*What is expected*. From the line that contains "Target: dark visor on helmet" to the last line of the entries, write each line out exactly; include both ends and nothing else.

Stored data START

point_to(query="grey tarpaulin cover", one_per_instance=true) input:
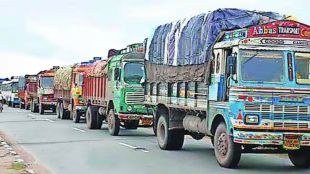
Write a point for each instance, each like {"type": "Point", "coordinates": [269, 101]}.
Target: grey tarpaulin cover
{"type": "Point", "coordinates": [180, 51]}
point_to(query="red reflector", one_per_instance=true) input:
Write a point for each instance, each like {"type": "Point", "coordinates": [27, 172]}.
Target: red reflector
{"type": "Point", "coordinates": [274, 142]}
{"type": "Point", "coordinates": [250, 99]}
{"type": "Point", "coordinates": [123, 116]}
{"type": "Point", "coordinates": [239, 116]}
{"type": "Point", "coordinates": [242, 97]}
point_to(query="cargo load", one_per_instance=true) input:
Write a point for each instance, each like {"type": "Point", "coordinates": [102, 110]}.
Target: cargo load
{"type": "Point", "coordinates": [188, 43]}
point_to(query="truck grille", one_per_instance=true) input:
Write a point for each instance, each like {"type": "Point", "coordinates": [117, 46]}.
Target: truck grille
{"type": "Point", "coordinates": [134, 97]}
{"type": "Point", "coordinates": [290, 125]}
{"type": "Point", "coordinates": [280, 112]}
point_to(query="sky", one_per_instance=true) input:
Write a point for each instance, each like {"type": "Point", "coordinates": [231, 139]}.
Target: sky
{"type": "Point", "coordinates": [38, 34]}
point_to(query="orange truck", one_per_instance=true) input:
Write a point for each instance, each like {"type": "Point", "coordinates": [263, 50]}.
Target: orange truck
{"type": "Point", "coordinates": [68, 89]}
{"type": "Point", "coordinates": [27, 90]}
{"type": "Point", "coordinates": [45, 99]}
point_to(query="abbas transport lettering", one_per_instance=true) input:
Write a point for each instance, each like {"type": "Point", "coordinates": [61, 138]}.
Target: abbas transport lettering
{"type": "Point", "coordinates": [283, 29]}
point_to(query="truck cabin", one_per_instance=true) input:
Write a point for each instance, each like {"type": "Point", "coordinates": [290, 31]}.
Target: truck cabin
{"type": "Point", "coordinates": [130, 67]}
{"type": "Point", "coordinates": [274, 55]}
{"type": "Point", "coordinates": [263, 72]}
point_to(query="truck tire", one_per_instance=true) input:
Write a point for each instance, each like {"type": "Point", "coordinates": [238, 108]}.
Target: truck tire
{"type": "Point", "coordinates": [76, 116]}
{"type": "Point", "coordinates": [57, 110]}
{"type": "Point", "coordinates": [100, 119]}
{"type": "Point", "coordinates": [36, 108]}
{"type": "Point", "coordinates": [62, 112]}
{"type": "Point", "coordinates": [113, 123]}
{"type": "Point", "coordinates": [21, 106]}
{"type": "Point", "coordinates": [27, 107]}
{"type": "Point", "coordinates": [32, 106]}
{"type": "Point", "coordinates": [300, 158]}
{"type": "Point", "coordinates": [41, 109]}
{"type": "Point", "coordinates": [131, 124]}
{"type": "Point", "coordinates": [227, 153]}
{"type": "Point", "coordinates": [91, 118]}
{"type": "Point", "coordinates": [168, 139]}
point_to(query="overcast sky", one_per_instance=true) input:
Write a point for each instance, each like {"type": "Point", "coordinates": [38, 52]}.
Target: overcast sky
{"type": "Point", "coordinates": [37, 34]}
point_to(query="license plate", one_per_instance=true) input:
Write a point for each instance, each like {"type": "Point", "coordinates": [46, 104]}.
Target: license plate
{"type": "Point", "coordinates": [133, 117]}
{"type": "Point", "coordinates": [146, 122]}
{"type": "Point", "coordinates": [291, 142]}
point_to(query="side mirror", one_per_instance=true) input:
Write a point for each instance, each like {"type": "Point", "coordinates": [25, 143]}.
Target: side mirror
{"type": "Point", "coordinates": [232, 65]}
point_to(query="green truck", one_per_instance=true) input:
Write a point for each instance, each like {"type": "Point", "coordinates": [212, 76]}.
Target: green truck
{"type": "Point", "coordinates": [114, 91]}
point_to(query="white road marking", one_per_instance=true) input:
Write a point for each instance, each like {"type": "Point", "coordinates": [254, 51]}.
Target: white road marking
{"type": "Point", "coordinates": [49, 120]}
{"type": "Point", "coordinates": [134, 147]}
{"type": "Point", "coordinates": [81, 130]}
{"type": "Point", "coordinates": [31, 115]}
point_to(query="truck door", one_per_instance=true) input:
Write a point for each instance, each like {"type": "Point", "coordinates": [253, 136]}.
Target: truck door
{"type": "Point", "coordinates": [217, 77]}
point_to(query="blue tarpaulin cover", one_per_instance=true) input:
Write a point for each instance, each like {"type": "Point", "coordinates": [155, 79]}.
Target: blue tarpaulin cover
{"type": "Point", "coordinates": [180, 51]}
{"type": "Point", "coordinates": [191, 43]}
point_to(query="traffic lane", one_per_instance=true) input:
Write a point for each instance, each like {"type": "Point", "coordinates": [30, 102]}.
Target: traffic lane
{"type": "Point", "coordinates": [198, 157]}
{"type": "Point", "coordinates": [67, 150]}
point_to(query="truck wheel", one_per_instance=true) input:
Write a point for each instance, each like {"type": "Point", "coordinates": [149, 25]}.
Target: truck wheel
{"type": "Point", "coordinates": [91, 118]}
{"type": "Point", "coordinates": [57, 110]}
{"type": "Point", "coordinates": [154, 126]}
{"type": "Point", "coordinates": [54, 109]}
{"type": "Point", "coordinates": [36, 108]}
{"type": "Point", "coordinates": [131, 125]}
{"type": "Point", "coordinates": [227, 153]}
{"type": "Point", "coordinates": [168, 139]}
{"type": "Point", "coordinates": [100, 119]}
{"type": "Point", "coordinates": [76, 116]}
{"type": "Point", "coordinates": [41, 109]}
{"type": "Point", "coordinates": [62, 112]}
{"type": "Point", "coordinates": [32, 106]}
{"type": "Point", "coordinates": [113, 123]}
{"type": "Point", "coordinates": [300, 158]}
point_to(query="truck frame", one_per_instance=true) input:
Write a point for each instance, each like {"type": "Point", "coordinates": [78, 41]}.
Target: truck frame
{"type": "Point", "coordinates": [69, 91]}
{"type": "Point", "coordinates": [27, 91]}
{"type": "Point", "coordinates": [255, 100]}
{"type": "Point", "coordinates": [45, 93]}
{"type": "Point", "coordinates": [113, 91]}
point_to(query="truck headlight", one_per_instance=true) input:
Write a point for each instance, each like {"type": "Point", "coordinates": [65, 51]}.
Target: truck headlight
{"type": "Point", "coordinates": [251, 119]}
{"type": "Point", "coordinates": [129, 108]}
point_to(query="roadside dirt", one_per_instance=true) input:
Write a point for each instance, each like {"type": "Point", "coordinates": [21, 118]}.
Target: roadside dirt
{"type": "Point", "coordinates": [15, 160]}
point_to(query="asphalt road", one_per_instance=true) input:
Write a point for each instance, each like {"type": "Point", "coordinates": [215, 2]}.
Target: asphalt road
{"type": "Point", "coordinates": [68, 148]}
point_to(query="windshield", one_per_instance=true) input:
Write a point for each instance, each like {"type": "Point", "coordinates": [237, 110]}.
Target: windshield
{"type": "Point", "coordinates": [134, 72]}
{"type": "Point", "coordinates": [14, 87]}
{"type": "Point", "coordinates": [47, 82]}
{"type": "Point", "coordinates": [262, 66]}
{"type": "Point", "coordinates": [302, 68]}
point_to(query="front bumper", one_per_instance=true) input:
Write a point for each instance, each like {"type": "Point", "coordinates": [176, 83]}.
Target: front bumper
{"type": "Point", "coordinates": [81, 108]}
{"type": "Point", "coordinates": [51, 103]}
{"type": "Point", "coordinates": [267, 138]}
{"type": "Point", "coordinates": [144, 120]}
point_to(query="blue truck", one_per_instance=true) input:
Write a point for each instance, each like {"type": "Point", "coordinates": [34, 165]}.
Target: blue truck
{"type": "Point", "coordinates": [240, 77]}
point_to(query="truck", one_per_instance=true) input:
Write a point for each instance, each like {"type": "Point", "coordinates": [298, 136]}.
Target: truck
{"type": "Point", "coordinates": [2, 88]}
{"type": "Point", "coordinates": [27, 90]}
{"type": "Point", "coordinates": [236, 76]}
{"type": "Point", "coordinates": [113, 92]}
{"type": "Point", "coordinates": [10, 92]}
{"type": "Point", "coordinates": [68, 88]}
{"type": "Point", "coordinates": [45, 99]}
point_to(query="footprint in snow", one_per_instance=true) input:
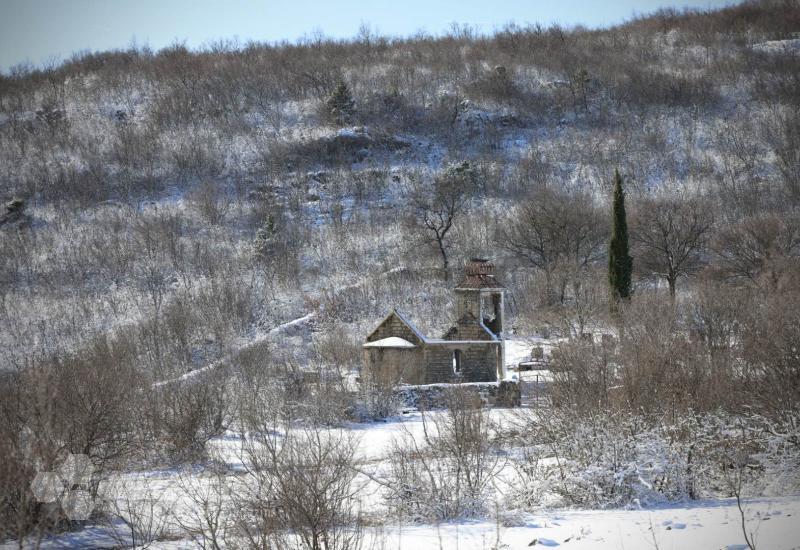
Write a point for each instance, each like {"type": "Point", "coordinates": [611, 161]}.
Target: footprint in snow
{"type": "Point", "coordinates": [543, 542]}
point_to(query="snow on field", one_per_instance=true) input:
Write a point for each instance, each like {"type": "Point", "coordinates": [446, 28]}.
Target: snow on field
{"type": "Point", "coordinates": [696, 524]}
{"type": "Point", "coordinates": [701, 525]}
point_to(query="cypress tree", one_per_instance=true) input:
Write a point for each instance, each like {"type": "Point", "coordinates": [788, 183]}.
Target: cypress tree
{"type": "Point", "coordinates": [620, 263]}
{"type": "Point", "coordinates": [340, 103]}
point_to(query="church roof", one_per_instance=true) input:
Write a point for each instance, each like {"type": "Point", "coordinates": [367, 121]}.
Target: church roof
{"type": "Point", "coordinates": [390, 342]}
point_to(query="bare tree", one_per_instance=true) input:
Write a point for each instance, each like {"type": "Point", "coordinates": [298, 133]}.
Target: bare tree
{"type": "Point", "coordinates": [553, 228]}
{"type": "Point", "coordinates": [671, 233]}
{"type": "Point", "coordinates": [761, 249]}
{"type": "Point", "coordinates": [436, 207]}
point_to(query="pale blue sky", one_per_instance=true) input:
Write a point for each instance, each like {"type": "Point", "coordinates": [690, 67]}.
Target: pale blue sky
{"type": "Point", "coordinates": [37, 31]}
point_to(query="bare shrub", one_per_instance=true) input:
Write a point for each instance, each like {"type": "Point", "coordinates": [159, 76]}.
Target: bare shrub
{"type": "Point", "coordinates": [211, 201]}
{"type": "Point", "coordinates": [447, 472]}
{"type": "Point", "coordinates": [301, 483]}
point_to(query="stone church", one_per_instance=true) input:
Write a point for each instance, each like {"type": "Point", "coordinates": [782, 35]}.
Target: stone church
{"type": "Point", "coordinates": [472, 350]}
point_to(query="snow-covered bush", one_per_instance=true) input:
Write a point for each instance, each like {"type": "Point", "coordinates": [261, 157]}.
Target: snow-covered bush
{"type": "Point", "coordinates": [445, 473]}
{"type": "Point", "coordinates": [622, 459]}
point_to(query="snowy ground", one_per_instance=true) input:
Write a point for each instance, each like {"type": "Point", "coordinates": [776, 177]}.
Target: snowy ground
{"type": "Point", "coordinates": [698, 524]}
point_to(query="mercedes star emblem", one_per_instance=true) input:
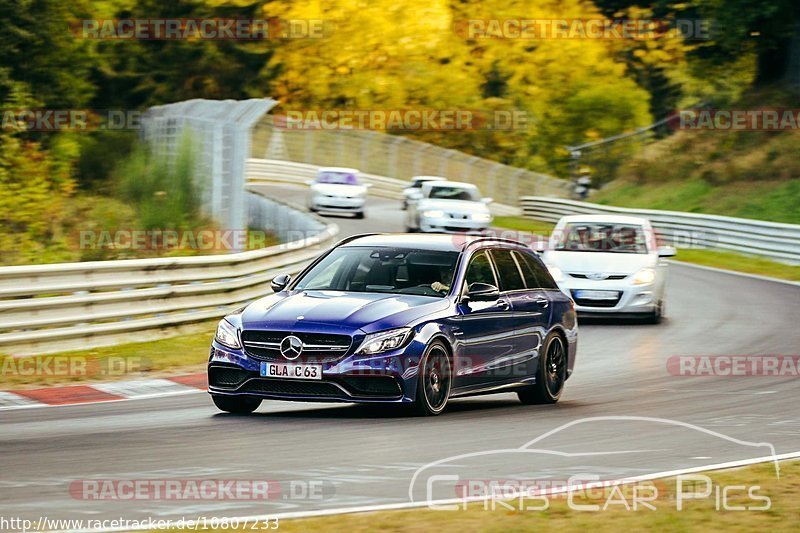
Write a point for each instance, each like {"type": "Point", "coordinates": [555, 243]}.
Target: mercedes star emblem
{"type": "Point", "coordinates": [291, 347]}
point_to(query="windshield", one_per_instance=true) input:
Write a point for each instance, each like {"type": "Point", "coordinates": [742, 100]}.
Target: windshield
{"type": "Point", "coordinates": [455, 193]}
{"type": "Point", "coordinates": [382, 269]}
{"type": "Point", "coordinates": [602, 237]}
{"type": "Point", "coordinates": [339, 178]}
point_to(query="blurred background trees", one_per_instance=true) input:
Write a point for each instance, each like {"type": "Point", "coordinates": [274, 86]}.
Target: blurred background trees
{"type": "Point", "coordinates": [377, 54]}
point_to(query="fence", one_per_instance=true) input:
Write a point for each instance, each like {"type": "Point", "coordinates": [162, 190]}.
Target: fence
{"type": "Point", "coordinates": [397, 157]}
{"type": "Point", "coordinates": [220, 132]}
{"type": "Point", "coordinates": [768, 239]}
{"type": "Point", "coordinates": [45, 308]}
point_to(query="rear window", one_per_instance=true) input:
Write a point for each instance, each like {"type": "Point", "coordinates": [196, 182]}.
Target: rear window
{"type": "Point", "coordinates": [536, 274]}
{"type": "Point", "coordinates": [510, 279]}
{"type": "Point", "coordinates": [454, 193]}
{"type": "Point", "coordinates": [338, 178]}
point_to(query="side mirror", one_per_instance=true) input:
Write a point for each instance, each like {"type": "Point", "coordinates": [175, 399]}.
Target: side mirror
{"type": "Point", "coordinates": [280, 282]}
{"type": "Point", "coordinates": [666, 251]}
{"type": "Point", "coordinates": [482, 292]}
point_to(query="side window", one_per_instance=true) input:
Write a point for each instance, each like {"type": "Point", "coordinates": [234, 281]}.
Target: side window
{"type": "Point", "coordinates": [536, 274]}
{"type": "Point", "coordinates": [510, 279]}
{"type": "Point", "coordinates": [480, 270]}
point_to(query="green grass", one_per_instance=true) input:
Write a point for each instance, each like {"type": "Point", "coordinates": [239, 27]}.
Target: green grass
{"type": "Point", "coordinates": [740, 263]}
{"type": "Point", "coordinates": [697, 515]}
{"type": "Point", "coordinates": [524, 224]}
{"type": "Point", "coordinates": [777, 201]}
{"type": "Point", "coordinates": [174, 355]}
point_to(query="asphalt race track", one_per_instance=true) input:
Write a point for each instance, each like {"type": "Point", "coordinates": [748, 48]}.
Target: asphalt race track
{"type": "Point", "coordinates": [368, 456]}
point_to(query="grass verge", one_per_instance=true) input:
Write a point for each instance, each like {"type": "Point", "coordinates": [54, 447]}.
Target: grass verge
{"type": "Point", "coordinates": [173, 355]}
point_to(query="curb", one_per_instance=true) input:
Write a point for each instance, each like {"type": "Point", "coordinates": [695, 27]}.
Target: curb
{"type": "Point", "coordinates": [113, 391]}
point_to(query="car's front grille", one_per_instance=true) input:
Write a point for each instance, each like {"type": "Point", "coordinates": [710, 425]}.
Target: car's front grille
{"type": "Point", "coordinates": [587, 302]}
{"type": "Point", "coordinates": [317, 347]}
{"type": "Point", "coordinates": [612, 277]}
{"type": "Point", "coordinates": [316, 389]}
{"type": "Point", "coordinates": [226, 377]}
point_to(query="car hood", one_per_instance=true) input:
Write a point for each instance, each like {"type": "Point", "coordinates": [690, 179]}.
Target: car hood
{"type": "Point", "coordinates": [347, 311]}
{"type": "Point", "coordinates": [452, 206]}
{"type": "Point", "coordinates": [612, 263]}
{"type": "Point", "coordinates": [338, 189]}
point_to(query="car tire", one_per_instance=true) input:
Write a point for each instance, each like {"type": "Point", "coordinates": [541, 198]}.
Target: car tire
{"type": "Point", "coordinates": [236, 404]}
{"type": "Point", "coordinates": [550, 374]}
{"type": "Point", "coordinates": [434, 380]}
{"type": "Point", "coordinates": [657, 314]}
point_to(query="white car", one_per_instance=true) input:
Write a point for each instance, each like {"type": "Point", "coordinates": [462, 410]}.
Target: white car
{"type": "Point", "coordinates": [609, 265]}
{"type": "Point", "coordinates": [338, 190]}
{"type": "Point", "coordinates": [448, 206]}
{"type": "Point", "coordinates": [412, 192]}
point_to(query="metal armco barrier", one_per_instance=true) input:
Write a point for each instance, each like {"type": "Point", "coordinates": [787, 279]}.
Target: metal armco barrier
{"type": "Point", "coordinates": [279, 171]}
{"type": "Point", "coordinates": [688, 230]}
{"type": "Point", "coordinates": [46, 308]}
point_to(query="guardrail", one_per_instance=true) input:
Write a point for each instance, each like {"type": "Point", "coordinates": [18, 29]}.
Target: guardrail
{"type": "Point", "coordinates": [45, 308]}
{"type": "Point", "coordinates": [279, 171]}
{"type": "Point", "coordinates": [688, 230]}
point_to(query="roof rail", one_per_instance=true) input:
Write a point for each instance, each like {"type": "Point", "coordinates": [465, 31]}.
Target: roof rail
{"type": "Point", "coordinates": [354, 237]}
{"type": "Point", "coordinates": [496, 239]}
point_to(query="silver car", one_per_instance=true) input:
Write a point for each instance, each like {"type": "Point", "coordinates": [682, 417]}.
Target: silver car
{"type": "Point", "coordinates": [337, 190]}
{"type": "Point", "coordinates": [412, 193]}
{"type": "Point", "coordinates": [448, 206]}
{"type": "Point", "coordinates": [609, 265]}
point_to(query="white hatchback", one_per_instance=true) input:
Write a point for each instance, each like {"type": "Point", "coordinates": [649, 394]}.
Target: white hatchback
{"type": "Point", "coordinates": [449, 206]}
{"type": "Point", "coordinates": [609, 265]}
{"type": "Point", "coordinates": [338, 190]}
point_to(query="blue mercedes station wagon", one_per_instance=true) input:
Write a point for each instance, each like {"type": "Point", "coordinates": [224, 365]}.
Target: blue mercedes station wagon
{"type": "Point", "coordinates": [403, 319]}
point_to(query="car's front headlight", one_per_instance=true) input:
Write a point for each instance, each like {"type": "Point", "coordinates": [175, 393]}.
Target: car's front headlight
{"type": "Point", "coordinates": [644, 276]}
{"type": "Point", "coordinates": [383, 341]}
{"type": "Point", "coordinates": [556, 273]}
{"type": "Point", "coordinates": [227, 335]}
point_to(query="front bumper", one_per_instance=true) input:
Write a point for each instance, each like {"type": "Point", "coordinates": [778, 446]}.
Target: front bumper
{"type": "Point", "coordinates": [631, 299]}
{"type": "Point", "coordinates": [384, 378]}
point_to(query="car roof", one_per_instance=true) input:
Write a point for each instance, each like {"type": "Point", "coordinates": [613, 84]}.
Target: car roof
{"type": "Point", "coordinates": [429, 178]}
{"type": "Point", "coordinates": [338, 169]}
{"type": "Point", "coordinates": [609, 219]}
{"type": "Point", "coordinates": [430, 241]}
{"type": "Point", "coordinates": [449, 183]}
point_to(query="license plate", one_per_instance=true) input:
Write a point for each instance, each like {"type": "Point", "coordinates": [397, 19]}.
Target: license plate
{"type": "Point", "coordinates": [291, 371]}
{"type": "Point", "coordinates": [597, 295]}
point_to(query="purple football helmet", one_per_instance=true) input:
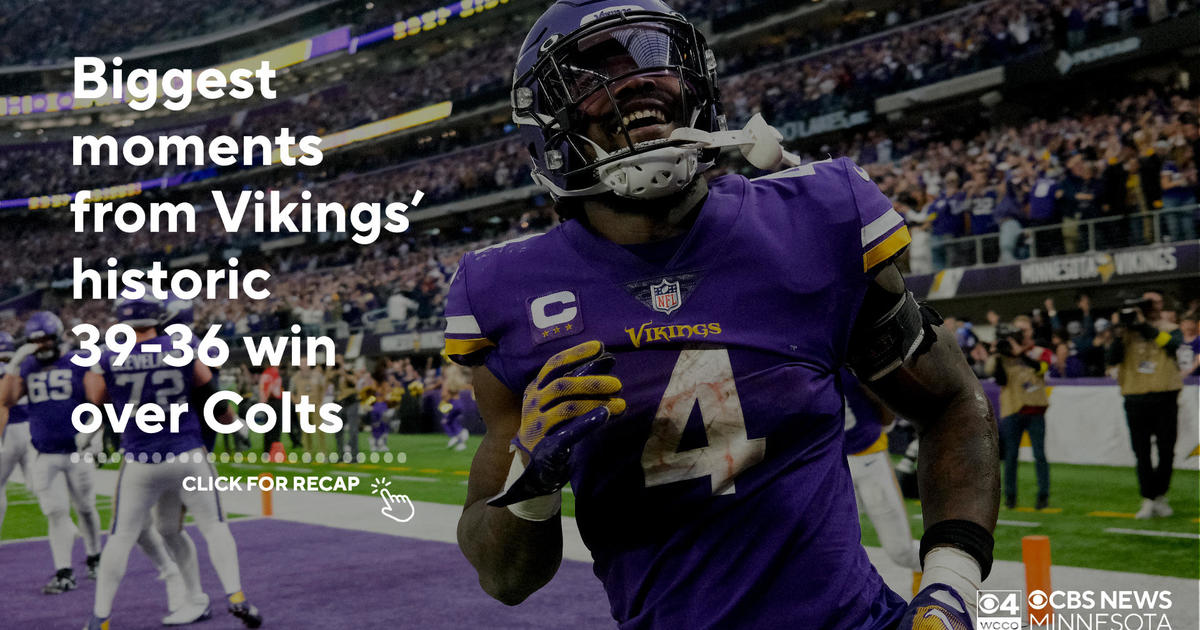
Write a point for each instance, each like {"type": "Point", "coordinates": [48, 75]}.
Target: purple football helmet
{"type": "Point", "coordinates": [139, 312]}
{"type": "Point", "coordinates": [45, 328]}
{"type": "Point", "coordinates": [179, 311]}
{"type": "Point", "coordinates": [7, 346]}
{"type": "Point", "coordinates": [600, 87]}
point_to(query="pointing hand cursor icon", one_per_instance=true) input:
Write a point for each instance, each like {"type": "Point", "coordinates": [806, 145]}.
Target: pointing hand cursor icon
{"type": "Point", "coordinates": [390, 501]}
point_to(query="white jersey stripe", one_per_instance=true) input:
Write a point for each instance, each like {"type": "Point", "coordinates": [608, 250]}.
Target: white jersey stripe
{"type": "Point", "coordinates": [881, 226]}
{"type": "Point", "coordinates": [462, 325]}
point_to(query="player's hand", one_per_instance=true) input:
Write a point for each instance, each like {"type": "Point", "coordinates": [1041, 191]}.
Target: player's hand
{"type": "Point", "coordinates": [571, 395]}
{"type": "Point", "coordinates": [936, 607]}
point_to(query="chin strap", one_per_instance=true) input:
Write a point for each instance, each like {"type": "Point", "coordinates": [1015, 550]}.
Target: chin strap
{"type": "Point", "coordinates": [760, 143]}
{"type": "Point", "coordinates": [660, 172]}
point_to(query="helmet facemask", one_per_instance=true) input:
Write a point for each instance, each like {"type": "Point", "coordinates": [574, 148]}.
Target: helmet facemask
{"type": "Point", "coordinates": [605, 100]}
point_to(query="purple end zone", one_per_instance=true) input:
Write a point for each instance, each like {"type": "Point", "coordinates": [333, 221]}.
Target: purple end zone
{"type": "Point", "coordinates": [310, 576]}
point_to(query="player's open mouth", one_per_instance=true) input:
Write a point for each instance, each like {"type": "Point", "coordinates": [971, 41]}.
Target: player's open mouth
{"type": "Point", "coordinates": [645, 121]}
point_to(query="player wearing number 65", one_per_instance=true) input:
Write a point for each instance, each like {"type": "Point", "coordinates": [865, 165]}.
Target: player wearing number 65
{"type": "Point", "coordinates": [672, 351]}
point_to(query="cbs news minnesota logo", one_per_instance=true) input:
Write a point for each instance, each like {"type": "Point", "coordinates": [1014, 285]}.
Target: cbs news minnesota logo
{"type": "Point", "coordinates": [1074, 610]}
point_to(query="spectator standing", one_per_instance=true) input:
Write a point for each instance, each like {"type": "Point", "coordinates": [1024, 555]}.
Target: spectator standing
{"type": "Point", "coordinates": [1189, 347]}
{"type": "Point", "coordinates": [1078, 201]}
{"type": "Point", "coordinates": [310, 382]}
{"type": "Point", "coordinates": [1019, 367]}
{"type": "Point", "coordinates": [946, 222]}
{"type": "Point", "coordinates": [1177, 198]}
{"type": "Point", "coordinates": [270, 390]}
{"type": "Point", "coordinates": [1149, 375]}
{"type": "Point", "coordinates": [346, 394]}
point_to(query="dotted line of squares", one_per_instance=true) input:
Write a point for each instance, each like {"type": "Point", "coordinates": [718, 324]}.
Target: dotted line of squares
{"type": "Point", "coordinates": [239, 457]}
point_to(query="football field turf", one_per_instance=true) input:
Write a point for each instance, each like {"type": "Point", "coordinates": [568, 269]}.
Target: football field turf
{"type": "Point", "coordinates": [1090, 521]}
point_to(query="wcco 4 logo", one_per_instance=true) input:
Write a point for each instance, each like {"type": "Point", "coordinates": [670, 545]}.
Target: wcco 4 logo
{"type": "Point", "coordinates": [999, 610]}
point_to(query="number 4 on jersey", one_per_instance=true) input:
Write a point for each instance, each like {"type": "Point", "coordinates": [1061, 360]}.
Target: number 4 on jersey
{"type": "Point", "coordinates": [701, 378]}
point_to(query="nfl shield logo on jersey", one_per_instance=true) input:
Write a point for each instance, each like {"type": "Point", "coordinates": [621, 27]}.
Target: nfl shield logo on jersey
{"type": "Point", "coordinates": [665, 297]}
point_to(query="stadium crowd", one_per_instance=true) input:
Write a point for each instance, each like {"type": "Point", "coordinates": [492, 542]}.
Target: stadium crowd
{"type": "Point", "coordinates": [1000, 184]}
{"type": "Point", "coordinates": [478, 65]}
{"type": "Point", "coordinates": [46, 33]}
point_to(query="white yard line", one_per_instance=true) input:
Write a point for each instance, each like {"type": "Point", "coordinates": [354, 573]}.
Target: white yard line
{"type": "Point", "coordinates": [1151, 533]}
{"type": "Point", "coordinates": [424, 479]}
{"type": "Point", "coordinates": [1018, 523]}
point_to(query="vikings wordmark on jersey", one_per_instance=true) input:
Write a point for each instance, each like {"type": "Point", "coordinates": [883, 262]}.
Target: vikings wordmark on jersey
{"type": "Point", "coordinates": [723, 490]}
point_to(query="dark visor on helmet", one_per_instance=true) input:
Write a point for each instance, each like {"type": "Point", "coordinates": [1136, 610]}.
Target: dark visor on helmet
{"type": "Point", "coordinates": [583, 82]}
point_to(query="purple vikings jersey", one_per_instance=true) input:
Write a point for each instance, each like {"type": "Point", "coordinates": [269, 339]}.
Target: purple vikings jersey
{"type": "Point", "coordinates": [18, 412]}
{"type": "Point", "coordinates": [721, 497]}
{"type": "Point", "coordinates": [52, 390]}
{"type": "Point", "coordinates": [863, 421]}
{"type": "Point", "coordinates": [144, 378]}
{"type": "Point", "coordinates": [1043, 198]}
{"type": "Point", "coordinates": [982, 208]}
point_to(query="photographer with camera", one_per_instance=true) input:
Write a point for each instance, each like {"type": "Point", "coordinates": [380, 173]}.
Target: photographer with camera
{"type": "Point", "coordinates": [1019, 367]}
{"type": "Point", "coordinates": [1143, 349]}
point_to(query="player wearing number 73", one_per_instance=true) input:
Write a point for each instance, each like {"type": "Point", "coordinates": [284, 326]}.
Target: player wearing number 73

Stored data END

*Your solution*.
Target: dark visor on helmet
{"type": "Point", "coordinates": [583, 82]}
point_to(query="purple vikings jersey", one_per_instance=true) input:
Write a point for each instance, each like {"type": "Point", "coordinates": [269, 339]}.
Target: purple vikings jersey
{"type": "Point", "coordinates": [18, 412]}
{"type": "Point", "coordinates": [721, 497]}
{"type": "Point", "coordinates": [52, 390]}
{"type": "Point", "coordinates": [863, 421]}
{"type": "Point", "coordinates": [144, 378]}
{"type": "Point", "coordinates": [1043, 198]}
{"type": "Point", "coordinates": [982, 208]}
point_to(query="photographer with camera", one_per_instance=true) input:
Write a point for each instance, each like {"type": "Point", "coordinates": [380, 173]}.
Target: photographer with camera
{"type": "Point", "coordinates": [1019, 367]}
{"type": "Point", "coordinates": [1143, 349]}
point_to(query="player wearing number 73", one_per_instance=true) input:
Write a point for each instance, each like {"type": "Point", "coordinates": [284, 326]}.
Target: player wearing number 73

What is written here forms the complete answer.